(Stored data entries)
++++

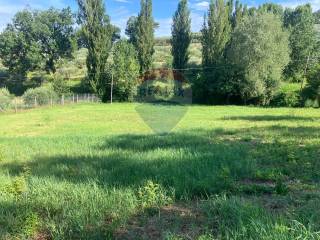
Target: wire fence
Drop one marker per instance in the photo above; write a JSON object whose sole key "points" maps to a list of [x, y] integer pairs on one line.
{"points": [[18, 103]]}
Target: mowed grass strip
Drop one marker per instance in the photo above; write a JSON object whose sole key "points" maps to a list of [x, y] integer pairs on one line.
{"points": [[98, 171]]}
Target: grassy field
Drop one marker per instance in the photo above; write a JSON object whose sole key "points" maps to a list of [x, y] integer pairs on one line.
{"points": [[97, 171]]}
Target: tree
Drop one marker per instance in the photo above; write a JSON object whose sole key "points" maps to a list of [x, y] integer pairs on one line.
{"points": [[262, 55], [144, 36], [54, 31], [216, 33], [300, 22], [131, 29], [98, 33], [181, 35], [36, 40], [312, 89], [125, 70], [274, 8]]}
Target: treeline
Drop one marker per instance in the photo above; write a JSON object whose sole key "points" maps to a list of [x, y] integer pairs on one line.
{"points": [[246, 52]]}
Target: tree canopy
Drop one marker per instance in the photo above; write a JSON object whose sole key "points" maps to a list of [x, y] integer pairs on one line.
{"points": [[181, 35]]}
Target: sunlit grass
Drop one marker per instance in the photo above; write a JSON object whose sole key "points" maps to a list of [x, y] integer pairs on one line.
{"points": [[74, 172]]}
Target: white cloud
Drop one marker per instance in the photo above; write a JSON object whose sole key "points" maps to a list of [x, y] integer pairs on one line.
{"points": [[123, 1], [199, 5], [164, 27], [294, 3]]}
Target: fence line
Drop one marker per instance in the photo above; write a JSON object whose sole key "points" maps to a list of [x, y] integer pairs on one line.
{"points": [[21, 104]]}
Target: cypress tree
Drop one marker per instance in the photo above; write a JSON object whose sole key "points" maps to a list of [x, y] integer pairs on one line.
{"points": [[181, 35], [98, 37], [216, 32], [144, 38]]}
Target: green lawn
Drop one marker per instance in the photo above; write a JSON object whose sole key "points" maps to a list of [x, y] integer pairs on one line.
{"points": [[97, 171]]}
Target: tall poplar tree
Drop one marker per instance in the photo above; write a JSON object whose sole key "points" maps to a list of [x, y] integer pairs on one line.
{"points": [[144, 37], [181, 35], [98, 36], [216, 32], [302, 39]]}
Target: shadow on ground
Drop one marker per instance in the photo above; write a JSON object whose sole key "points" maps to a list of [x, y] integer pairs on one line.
{"points": [[194, 163]]}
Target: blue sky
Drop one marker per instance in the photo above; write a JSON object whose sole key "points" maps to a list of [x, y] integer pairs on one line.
{"points": [[121, 10]]}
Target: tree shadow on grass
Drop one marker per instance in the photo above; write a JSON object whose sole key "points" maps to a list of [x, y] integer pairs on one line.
{"points": [[194, 162], [257, 118]]}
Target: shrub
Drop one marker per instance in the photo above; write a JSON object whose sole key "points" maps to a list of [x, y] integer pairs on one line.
{"points": [[39, 96], [5, 99], [287, 96], [60, 86]]}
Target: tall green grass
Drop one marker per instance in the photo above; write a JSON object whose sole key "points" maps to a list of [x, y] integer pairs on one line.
{"points": [[96, 171]]}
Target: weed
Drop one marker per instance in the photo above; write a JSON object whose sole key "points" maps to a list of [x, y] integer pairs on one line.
{"points": [[17, 187], [31, 225], [153, 195]]}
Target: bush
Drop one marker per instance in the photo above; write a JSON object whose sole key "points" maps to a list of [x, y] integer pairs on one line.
{"points": [[5, 99], [39, 96], [60, 86], [287, 96]]}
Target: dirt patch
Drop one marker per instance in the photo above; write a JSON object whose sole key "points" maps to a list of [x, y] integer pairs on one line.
{"points": [[184, 220]]}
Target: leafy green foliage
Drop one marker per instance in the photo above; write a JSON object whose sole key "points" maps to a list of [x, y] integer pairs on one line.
{"points": [[288, 95], [39, 96], [5, 99], [60, 86], [312, 89], [181, 35], [125, 70], [302, 38], [98, 33], [263, 68], [36, 39], [216, 33], [144, 36]]}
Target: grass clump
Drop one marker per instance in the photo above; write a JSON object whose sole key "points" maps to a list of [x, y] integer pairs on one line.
{"points": [[153, 195]]}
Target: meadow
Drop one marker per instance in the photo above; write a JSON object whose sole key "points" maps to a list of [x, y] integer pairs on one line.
{"points": [[97, 171]]}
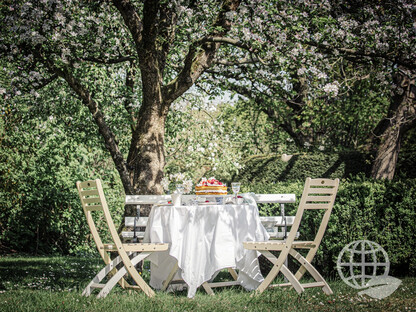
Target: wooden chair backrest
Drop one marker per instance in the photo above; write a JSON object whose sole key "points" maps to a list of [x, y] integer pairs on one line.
{"points": [[92, 199], [317, 194]]}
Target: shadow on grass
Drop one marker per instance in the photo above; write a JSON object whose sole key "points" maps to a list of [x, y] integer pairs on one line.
{"points": [[55, 273]]}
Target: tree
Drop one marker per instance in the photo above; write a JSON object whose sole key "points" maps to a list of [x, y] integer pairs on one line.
{"points": [[158, 48], [297, 39]]}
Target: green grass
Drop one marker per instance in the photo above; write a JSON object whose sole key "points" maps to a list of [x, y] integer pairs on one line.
{"points": [[56, 283]]}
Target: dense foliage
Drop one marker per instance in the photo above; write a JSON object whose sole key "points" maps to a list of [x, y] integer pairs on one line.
{"points": [[379, 211]]}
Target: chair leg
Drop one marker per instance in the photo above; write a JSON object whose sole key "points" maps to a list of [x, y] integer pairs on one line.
{"points": [[285, 271], [277, 264], [101, 275], [233, 273], [170, 277], [311, 269], [208, 288], [123, 271]]}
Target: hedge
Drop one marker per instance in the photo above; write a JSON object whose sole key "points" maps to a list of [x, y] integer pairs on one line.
{"points": [[380, 211], [270, 168]]}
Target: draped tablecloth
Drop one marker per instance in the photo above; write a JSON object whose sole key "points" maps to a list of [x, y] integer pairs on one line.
{"points": [[203, 240]]}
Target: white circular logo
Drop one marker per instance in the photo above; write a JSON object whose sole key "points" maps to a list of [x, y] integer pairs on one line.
{"points": [[362, 264]]}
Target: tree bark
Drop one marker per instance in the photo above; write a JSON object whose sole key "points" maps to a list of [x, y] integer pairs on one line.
{"points": [[389, 132]]}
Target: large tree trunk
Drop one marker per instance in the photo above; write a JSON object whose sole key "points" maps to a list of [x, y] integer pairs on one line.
{"points": [[401, 117]]}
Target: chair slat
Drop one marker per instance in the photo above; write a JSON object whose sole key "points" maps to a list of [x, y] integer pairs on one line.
{"points": [[91, 200], [318, 198], [323, 182], [89, 193], [129, 221], [88, 184], [94, 208], [318, 206], [323, 190]]}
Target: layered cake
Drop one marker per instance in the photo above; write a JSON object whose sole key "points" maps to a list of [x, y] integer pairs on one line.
{"points": [[210, 186]]}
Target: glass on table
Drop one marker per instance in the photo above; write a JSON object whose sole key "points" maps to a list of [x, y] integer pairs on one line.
{"points": [[180, 188], [235, 186]]}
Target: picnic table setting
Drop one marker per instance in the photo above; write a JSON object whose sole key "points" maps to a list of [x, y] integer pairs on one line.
{"points": [[189, 239]]}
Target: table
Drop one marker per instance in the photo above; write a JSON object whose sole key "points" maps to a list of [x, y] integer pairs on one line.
{"points": [[203, 240]]}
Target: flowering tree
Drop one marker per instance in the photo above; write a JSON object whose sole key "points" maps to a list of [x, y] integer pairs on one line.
{"points": [[296, 47], [128, 61], [126, 57]]}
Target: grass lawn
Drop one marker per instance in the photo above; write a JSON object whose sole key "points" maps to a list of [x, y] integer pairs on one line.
{"points": [[56, 283]]}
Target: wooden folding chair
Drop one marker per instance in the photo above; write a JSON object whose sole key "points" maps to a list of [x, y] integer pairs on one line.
{"points": [[317, 194], [93, 200], [276, 227]]}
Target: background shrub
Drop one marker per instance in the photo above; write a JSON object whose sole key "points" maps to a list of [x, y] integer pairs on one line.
{"points": [[270, 168], [380, 211]]}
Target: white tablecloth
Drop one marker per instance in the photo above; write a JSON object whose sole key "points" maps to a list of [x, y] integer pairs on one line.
{"points": [[203, 240]]}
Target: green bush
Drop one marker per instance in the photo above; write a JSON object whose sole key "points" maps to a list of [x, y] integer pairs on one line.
{"points": [[380, 211], [40, 208], [270, 168]]}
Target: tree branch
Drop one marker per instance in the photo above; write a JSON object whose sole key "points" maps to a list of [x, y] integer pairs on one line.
{"points": [[200, 55], [105, 131], [131, 19], [111, 61]]}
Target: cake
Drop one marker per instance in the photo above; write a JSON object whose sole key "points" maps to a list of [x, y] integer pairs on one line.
{"points": [[210, 186]]}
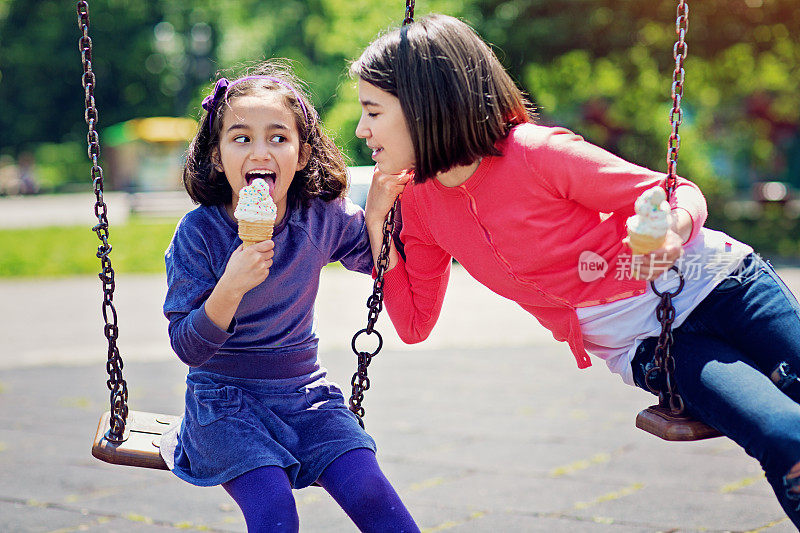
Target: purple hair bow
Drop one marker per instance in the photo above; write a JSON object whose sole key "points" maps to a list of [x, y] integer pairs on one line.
{"points": [[210, 101]]}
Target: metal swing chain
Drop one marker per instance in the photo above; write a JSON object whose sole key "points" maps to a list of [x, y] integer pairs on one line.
{"points": [[660, 378], [360, 381], [116, 383]]}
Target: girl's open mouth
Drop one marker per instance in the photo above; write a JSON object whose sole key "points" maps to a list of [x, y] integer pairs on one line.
{"points": [[266, 175]]}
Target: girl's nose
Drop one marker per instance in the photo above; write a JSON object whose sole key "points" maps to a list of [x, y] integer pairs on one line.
{"points": [[361, 131], [260, 150]]}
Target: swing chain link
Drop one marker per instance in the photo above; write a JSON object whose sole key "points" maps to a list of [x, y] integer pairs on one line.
{"points": [[360, 380], [116, 384], [660, 378], [679, 53], [409, 18]]}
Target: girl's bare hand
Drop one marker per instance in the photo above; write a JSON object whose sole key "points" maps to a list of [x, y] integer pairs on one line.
{"points": [[652, 265], [383, 191], [248, 267]]}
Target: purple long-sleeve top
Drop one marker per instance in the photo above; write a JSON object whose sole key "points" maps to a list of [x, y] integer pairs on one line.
{"points": [[273, 333]]}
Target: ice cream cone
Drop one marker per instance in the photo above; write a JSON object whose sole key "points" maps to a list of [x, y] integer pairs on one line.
{"points": [[254, 232], [644, 244]]}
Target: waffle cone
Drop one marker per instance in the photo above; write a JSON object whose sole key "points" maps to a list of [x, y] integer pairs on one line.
{"points": [[253, 232], [644, 244]]}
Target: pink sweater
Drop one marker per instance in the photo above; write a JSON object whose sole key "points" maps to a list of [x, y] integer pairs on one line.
{"points": [[519, 225]]}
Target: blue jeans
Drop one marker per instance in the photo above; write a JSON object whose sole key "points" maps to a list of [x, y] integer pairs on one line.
{"points": [[737, 357]]}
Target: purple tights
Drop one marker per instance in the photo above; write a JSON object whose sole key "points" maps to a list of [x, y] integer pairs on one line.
{"points": [[353, 479]]}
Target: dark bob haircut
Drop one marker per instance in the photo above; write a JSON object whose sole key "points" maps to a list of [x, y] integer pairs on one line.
{"points": [[325, 174], [456, 97]]}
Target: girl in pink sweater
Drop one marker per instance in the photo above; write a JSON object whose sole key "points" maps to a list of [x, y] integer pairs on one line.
{"points": [[538, 215]]}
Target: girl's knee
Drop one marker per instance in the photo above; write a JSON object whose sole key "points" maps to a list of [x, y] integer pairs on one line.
{"points": [[278, 515]]}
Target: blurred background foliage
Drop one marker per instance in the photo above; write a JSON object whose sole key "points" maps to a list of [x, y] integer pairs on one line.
{"points": [[600, 67]]}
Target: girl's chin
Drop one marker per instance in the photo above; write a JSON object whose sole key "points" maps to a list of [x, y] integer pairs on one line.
{"points": [[387, 168]]}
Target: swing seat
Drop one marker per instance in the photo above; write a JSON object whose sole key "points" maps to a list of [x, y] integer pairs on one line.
{"points": [[140, 446], [662, 423]]}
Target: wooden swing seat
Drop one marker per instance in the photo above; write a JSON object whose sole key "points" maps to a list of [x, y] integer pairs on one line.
{"points": [[662, 423], [140, 446]]}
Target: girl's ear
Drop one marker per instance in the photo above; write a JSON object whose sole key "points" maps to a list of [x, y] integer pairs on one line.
{"points": [[305, 154], [215, 159]]}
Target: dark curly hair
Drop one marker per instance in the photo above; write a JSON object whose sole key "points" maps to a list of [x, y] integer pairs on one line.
{"points": [[325, 175], [456, 97]]}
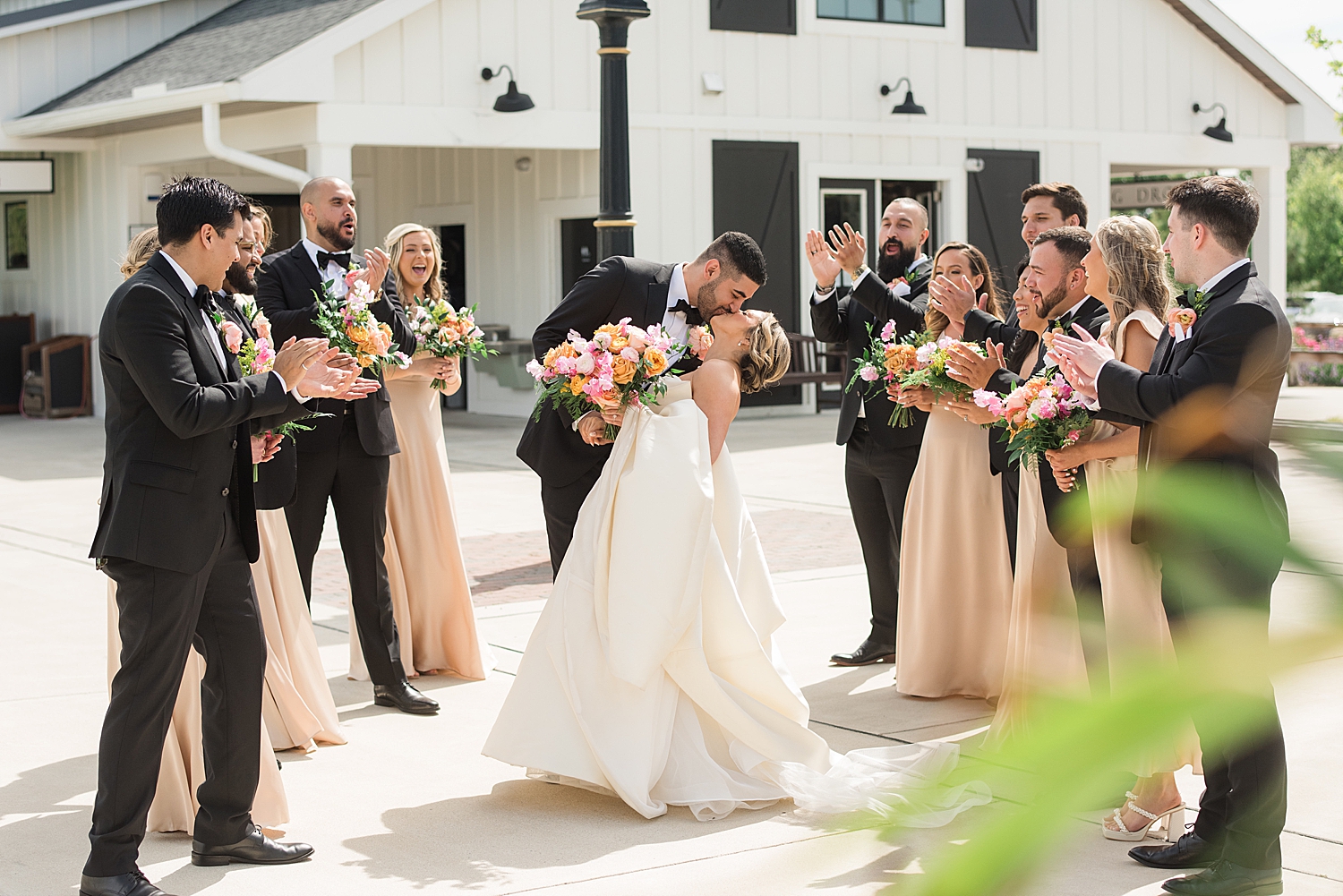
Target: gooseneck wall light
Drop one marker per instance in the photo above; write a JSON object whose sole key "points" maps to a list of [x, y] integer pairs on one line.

++++

◆ Activity:
Output must match the lines from the start of the records above through the line that contains "Target: sunlit grass", exactly and with every picture removed.

◆ Written solution:
Target: wire fence
Drop one marker per instance in the photo above; write a JSON object whose sole key "points" maps to a list of [x, y] integer pairs on one line.
{"points": [[18, 103]]}
Target: mowed grass strip
Drop one marker per instance in the photo above; write a JSON object whose sole key "points" maps to a list of [x, y] integer pairs on one line.
{"points": [[98, 171]]}
Target: grassy field
Drop one marker per instance in the photo above; write a JSON object whose sole key "points" maps to a list of [x, y] integer pairs on one line.
{"points": [[97, 171]]}
Target: tree
Drop one marker per instance in the photo above; write a JSON object whose sole key "points" maps to a list of [x, y] integer pairs on one line.
{"points": [[262, 55], [144, 36], [54, 31], [216, 33], [300, 22], [131, 29], [98, 33], [181, 35], [36, 40], [312, 89], [125, 70], [274, 8]]}
Target: treeline
Drop one marker per instance in the photo above; write a JSON object whose sole key "points" maps to a list of [x, y] integer pairs on one line.
{"points": [[246, 52]]}
Target: tree canopy
Drop one marker per instance in the photo above; write a JSON object whose sole key "points" maps to a list of [x, y] integer pairs on one line.
{"points": [[181, 35]]}
Target: sunlit grass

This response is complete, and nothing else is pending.